OBJECTIVE >> List each line in the records below that contains the string "roof", copying each one in full. Matches must be case-sensitive.

[Dataset rows]
—————
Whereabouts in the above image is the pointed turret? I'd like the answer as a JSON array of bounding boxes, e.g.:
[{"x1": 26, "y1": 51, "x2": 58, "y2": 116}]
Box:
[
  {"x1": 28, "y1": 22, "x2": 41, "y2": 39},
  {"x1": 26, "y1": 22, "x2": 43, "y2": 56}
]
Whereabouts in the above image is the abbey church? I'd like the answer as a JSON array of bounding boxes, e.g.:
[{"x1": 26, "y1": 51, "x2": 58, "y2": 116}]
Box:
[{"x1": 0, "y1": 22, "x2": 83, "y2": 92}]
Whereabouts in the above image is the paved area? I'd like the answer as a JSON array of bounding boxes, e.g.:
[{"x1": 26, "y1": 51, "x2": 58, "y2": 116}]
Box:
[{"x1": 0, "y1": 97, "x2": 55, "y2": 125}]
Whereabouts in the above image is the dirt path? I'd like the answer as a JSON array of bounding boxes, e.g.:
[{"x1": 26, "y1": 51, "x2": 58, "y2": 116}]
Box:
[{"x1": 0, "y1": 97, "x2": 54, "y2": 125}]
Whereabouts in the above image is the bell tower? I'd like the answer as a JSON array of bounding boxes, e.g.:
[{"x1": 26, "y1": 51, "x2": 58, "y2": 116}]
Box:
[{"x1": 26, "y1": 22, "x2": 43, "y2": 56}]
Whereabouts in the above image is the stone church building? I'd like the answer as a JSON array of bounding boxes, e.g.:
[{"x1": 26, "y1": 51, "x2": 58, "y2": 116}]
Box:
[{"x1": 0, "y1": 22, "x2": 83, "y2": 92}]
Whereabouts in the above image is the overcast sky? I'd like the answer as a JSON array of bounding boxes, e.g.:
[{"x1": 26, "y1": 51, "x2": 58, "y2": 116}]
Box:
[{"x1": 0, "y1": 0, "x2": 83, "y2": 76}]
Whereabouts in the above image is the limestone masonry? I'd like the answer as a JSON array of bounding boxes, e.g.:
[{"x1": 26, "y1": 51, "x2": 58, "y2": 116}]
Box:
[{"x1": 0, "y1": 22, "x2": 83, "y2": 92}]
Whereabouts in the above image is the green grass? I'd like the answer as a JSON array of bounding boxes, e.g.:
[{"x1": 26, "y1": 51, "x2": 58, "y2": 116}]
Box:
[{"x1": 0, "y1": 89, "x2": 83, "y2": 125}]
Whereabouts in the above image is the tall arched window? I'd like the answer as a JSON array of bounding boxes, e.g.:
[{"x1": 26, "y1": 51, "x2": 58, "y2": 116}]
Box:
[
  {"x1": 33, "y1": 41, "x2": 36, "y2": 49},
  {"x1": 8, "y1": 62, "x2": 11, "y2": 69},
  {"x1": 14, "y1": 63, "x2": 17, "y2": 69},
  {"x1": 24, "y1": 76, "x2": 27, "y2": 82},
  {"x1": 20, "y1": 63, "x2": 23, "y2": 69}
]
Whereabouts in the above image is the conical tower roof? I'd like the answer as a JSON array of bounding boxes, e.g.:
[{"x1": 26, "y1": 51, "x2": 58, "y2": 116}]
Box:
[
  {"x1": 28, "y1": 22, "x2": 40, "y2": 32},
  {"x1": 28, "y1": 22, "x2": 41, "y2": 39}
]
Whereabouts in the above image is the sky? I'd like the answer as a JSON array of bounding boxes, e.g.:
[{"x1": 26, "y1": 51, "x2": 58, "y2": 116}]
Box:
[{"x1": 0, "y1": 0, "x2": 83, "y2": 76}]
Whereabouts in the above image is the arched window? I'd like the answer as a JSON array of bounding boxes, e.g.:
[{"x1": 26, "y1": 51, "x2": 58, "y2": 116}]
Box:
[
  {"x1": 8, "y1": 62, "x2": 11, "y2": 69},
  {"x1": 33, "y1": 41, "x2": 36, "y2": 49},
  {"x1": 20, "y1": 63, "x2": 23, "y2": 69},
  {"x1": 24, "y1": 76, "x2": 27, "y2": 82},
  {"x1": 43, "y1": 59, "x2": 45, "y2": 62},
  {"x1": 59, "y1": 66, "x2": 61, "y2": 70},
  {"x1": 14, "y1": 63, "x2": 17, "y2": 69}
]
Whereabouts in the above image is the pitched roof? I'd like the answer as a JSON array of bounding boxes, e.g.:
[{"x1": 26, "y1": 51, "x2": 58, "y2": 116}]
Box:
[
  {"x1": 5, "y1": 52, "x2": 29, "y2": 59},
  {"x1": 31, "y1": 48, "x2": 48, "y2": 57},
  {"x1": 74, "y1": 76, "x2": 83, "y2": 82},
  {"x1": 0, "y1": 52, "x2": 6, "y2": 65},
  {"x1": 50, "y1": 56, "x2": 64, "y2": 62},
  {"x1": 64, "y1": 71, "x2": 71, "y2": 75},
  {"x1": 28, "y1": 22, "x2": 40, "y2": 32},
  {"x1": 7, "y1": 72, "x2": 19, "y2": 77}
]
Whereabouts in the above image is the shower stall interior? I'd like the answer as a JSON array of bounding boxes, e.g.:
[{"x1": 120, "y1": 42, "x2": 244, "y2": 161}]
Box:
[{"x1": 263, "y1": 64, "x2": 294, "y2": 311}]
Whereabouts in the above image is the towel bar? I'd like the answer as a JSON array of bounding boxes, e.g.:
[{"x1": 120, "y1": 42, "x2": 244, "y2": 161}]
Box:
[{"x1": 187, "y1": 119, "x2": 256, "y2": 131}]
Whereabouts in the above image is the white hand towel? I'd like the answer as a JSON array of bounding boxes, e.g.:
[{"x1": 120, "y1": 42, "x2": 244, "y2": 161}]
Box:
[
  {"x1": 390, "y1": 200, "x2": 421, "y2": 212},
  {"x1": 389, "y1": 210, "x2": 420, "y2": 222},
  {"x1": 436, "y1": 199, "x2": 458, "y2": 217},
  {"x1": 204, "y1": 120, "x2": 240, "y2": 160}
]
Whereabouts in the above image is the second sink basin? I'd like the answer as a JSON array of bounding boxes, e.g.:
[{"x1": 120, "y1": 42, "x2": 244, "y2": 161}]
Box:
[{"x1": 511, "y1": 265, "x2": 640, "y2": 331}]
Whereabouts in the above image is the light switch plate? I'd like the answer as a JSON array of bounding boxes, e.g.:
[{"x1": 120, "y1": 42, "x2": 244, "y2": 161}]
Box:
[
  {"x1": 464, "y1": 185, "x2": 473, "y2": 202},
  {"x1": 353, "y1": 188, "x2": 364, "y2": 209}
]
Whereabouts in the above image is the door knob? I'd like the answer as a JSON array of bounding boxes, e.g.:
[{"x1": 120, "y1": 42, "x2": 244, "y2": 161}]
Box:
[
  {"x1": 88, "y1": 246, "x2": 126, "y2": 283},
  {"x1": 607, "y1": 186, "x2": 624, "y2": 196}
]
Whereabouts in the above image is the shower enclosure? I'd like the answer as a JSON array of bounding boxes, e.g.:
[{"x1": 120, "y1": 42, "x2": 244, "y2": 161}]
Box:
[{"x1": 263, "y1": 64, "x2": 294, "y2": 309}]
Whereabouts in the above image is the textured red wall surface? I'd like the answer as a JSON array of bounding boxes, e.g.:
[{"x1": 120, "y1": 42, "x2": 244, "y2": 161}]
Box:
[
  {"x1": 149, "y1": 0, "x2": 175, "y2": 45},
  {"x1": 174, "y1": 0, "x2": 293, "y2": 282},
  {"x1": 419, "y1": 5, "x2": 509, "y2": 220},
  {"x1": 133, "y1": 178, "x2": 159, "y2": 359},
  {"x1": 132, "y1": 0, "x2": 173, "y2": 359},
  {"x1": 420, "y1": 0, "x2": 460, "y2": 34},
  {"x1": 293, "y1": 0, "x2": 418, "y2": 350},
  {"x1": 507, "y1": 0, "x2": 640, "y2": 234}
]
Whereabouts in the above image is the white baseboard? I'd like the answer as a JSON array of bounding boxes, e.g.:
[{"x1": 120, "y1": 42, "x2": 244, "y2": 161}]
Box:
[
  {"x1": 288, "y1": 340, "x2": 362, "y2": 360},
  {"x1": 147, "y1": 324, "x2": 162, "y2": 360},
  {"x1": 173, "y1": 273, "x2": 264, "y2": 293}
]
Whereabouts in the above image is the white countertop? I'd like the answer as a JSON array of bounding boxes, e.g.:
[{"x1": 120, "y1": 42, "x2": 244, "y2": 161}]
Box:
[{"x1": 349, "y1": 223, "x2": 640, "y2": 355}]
—————
TASK SOLUTION >>
Whereabouts in the above image is the conical tower roof? I'd like the answer as a JSON array of bounding boxes, e.g.:
Whereabouts in the above image is the pitched roof? I'd like the answer as a JSON array of bounding boxes, e.g.:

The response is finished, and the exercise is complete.